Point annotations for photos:
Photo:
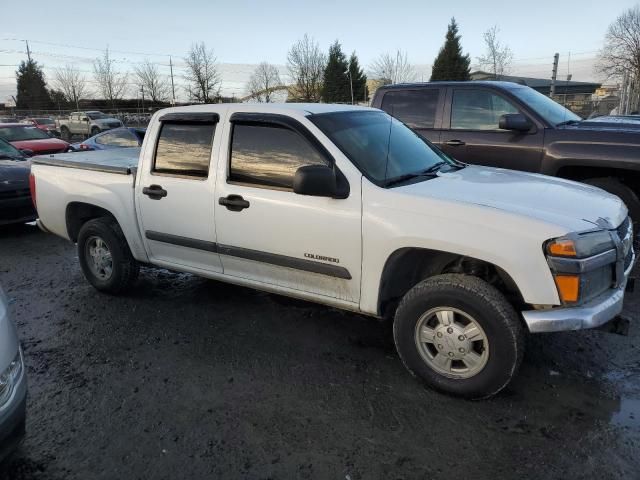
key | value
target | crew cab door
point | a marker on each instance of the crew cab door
(269, 234)
(471, 133)
(175, 191)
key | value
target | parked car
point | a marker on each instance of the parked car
(13, 384)
(31, 139)
(116, 138)
(87, 124)
(348, 207)
(508, 125)
(16, 205)
(46, 124)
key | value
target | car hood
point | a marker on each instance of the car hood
(14, 175)
(567, 204)
(40, 144)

** Goal of the exercise **
Can you put each line of the records above into a JSON list of strings, one string per line, skipping blank lines? Leave the pictures out.

** Final result **
[
  "Photo:",
  "key | value",
  "target | crew cab door",
  "point | a marker on each instance of the crew cab door",
  "(269, 234)",
  "(471, 133)",
  "(175, 191)",
  "key | value",
  "target | parked car",
  "point | a marker on each instance of the parked car",
  "(13, 384)",
  "(31, 139)",
  "(116, 138)",
  "(87, 124)",
  "(348, 207)",
  "(508, 125)",
  "(16, 205)",
  "(46, 124)",
  "key | value",
  "target | car hood",
  "point | a marker on each instance of the car hood",
  "(14, 175)",
  "(567, 204)",
  "(40, 144)"
]